**EXERCISES TO COMPLETE:**
1) In the owilix tutorial, rewrite the paragraph beginning "This tutorial introduces" as a short bulleted list that keeps its main facts.
2) Duplicate the owilix tutorial from "Starting Point: Working" up to and including "Open Web Index.".

**PASSAGE GIVEN:**
-.-.-

Starting Point: Working with Open Web Index Data using owilix#

This tutorial introduces the owilix command-line tool for accessing, downloading, and querying datasets from the Open Web Index.


1. Getting Started#

Depending on your operating system, you can install owilix using either docker or conda.

Note

Note that owilix requires Python 3.11 and is only tested under Linux and Mac

Using Docker#

Pull the image:

docker pull opencode.it4i.eu:5050/openwebsearcheu-public/owi-cli:latest
# see if everyting is working
docker run -it owilix --help

Run commands:

# use an owilix command using current configuration
docker run --rm -it -v ~/.owi/:/home/owi/.owi owilix remote ls

Set an alias:

# Add the alias at the end of the file
alias owilixd='docker run --rm -it -v ~/.owi/:/home/owi/.owi owilix'

Using Python#

Create a New Environment#

We recommend using a dedicated environment:

conda create -n owi pip python=3.11
conda activate owi

Install Required Packages#

Install the dependencies:

pip install py4lexis --index-url https://opencode.it4i.eu/api/v4/projects/107/packages/pypi/simple
pip install owilix   --index-url https://opencode.it4i.eu/api/v4/projects/92/packages/pypi/simple

2. Pulling and Inspecting Datasets#

  1. List Available Datasets and check that everything works

owilix remote ls
  1. Download a Small Dataset (only pages with impressum, imprint, contact, privacy policy and terms of use in their url)

-.-.-

**DATA EXCERPT:**

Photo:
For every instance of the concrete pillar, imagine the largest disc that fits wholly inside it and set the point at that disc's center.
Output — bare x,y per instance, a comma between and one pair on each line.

-.-.-

**THE SOLUTIONS:**
1)
- Tool: owilix, a command-line tool
- Purpose: accessing, downloading, and querying datasets
- Data source: the Open Web Index

2)
Starting Point: Working with Open Web Index Data using owilix#

This tutorial introduces the owilix command-line tool for accessing, downloading, and querying datasets from the Open Web Index.